He is not wondering now, not after the last "mad six months" that have seen him establish himself at Premiership level and give the All Blacks a thing or two to think about on his Test appearances in Auckland and Christchurch. "I've been lucky with the back-row forwards I've been playing alongside," he conceded. "At Quins, we're strong in that department: we'll have Chris Robshaw, Will Skinner, Tom Guest and Nick Easter fighting for starting places this season. With England, it was the back-rowers – James Haskell, Tom Rees, Luke Narraway – who caught the eye against the New Zealanders. They're young, quick, strong, dynamic players and from a scrum-half's point of view, they make a world of difference. I've always been the sort to try things on the field. It's the way I am. But you can't do it alone, not in top-level rugby. You need the right people doing the right things around you."

All things considered, England find themselves better equipped at scrum-half than at any point since the mid-1990s, when Dawson, Bracken, Gomarsall and Austin Healey were clawing each other to bits in pursuit of red rose preferment. It is a far cry from the late spring of 2007, when Ellis found himself in orthopaedic trauma and Brian Ashton, a few months into his extraordinary tenure as national coach, found himself without a half-back to call his own.
┄┄┄┄┄┄
* DIRECTION 1
According to the rugby article, which four players will be fighting for starting places in the Quins back row this season?
* DIRECTION 2
Carry on the rugby article about England's scrum-halves from the point where it stops.
The items that come after the rugby article have no connection to it.
┄┄┄┄┄┄
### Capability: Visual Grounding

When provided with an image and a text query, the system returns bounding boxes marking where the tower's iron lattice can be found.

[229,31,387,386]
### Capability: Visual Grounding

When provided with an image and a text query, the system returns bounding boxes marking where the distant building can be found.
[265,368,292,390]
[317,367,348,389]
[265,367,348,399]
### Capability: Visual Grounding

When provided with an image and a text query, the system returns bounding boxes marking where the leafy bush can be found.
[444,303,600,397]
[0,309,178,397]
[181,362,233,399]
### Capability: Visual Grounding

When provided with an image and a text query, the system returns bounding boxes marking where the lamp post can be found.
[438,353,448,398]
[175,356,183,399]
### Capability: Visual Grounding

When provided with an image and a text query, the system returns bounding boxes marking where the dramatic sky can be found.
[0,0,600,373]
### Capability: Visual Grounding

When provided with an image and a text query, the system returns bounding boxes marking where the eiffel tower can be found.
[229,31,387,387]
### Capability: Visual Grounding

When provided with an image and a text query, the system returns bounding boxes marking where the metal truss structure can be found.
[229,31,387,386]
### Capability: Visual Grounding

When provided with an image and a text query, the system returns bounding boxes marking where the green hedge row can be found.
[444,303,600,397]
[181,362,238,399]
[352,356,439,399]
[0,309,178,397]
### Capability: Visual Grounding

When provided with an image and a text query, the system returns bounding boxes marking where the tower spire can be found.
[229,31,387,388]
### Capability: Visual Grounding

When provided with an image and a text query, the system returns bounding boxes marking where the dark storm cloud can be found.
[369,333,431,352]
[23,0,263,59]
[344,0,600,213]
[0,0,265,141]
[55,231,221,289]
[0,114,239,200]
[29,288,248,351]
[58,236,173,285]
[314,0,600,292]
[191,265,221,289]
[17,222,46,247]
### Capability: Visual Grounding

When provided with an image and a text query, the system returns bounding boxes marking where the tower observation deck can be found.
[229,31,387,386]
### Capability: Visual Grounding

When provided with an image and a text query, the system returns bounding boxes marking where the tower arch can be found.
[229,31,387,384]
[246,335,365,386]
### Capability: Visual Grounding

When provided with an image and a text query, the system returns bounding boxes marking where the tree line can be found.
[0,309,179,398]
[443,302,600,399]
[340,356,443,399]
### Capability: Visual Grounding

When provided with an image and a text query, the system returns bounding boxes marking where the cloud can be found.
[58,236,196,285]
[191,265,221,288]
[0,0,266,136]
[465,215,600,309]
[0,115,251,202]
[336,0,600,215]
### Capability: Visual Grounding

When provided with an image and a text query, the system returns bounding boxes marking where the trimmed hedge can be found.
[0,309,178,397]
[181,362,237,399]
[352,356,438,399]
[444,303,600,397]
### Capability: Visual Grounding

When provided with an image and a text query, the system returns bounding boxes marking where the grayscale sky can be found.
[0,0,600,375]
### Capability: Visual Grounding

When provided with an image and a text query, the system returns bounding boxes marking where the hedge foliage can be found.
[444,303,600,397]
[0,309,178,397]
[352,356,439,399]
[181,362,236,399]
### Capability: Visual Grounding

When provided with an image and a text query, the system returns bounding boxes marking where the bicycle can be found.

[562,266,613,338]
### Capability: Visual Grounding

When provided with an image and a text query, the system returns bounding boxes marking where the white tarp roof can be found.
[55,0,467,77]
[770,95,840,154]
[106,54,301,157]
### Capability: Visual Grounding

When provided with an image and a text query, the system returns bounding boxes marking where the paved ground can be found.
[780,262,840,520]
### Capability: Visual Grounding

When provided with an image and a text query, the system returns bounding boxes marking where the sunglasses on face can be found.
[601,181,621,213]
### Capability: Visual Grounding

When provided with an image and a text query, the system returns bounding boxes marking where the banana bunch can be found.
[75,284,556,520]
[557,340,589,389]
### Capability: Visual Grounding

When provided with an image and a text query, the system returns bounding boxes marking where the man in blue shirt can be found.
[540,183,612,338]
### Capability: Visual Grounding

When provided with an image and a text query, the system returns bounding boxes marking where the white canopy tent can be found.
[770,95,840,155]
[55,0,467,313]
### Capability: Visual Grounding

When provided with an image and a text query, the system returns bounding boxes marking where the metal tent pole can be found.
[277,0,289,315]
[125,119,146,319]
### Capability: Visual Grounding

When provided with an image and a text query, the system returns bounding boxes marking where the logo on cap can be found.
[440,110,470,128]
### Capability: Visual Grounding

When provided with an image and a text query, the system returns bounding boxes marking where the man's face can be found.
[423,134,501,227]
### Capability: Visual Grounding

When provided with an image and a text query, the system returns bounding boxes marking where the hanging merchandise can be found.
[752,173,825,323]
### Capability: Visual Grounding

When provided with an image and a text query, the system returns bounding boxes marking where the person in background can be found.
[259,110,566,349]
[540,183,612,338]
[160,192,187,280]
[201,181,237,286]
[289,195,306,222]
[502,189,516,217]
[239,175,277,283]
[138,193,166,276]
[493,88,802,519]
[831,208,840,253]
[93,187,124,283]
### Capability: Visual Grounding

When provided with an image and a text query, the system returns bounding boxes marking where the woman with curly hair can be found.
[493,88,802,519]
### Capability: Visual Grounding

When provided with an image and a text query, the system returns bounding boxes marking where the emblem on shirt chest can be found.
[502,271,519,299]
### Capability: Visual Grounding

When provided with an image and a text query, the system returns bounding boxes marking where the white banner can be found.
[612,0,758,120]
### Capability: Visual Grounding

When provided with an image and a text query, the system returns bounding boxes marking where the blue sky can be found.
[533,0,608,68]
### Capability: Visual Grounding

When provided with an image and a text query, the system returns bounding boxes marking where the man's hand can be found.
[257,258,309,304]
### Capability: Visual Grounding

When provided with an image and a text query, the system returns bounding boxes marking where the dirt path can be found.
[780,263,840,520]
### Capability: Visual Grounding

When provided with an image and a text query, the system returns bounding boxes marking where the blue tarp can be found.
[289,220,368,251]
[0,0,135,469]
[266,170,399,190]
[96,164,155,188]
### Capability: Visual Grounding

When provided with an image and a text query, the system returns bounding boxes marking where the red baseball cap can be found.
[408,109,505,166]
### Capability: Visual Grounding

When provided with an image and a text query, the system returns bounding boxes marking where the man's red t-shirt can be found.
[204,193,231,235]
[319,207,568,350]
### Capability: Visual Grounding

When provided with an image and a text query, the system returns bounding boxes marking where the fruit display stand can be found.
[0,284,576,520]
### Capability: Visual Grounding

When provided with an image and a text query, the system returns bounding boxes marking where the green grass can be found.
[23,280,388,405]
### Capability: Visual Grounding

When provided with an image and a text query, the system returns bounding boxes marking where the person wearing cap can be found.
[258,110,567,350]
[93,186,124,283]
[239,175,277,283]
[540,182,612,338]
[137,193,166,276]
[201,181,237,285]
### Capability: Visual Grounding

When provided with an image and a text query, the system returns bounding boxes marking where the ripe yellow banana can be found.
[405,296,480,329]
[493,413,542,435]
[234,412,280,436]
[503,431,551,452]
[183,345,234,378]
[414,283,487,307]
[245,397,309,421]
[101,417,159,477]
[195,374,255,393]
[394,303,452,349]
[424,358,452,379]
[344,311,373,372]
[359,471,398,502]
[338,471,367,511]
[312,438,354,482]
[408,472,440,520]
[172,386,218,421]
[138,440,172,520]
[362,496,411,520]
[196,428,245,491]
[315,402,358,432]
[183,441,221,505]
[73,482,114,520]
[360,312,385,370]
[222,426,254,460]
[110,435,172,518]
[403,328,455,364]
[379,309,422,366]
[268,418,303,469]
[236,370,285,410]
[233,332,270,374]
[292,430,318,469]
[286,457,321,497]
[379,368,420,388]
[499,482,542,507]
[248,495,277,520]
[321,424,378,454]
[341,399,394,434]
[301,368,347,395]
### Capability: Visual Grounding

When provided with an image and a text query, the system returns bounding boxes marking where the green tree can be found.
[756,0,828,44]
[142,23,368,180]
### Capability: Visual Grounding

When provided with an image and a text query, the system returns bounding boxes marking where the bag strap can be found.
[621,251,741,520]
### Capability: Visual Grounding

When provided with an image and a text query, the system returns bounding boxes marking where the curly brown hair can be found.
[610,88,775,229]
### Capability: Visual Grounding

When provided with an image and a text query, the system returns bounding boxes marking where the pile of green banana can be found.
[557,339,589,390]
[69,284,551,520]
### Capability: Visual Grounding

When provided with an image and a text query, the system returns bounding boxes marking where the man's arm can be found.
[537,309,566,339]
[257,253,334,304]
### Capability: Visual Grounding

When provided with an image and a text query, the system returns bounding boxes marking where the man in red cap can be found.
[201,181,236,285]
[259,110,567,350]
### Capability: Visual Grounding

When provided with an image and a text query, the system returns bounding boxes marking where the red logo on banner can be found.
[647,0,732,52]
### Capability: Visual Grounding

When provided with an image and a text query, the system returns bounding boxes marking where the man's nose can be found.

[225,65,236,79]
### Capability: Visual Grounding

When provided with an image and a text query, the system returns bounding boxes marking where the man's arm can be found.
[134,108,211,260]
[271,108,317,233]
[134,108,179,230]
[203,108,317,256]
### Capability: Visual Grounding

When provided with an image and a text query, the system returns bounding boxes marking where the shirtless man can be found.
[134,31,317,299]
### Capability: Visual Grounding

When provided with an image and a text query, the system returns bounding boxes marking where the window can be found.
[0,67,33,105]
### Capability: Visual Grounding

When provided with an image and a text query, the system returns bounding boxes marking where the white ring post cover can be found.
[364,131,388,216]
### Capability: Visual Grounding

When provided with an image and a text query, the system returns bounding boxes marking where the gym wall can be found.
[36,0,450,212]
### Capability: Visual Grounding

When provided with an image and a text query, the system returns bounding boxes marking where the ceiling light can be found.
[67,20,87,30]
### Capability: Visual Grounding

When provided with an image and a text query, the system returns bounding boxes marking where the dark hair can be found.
┄┄┄┄┄┄
* EXERCISE ANSWER 1
Chris Robshaw, Will Skinner, Tom Guest and Nick Easter.

* EXERCISE ANSWER 2
Of course, too many can be as damaging as too few; indeed, successive England coaches have struggled to see the wood for the trees at important moments in recent seasons. But Johnson, the new boss, can count himself fortunate. He has any number of team-building issues on his mind: full-back, inside centre and hooker being merely the most pressing of them. Scrum-half is not an issue, though. Not unless Simpson muddies the waters by making a splash before the end of the season.

Care Bear chronicle: Danny Care details

Date of birth: 2 January 1987.

Born: Leeds, Yorkshire.

Height: 5ft 9in.

Weight: 12st 2lb.

Attended Prince Henry's Grammar School, Otley.

Position: Scrum-half/fly-half.

Current club: Harlequins.

Has represented England at Under-16 and Under-18 levels, and was part of the England Under-19 sevens squad.

Nickname: Care Bear.

Favourite band: Westlife.

Hobbies: Beating David Strettle at pool and gaming on a Playstation; playing football and going to the cinema.

Ideal job other than rugby: Fireman.

Favourite food: Fish and chips.

Would like to have dinner with: Alan Partridge.

Miscellaneous: Was released from the Sheffield Wednesday academy for being "too small".